Input below:

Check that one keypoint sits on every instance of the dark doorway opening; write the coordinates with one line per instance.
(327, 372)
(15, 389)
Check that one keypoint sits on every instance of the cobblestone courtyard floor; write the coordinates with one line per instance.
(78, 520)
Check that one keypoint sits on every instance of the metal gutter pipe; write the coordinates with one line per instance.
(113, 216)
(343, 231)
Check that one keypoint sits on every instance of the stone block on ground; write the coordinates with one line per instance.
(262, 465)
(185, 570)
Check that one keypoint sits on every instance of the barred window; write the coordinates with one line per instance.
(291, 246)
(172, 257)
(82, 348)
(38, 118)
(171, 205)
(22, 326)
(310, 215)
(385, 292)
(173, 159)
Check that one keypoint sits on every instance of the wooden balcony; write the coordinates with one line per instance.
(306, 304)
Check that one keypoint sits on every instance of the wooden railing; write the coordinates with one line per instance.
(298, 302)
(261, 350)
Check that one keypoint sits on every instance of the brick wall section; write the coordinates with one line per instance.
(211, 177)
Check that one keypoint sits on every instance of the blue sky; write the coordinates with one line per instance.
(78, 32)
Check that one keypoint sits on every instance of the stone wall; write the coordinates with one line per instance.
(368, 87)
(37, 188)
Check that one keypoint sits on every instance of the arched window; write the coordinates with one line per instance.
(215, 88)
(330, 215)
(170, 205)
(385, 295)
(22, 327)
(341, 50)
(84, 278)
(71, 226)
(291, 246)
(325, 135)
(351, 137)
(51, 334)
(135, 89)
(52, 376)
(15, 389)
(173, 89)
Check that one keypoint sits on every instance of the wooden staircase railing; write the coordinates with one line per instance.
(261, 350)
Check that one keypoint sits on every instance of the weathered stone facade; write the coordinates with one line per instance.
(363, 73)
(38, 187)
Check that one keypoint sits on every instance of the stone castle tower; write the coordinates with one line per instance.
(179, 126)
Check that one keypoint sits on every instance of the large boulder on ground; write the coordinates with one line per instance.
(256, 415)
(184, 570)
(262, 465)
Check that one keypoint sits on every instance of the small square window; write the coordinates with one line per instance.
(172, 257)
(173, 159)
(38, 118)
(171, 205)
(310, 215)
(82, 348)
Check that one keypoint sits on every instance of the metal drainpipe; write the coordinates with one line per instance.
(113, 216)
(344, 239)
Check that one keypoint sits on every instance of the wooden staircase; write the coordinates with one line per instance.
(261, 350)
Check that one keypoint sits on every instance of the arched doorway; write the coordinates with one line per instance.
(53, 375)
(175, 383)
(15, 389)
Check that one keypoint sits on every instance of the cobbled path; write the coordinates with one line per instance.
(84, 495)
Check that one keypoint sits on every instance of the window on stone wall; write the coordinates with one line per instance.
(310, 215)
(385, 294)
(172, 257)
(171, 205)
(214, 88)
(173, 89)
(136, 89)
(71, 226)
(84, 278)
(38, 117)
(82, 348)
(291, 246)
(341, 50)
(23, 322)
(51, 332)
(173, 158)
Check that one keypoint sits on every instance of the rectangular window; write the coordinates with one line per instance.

End of Input.

[Exercise objective] Go back to the data above and please quote exactly, and only, the lines from the line with "Check that one keypoint sits on every instance of the window" through its last line.

[Exercise answer]
Check that one keypoint sits on every instance of the window on stone wall; write the coordinates with one line per instance.
(310, 215)
(385, 294)
(172, 257)
(171, 205)
(214, 88)
(173, 89)
(136, 89)
(71, 226)
(84, 278)
(38, 117)
(82, 348)
(291, 246)
(341, 50)
(23, 322)
(51, 332)
(173, 158)
Check that one keypoint sits on every instance of the rectangular window; write the coordinates with one line per instance.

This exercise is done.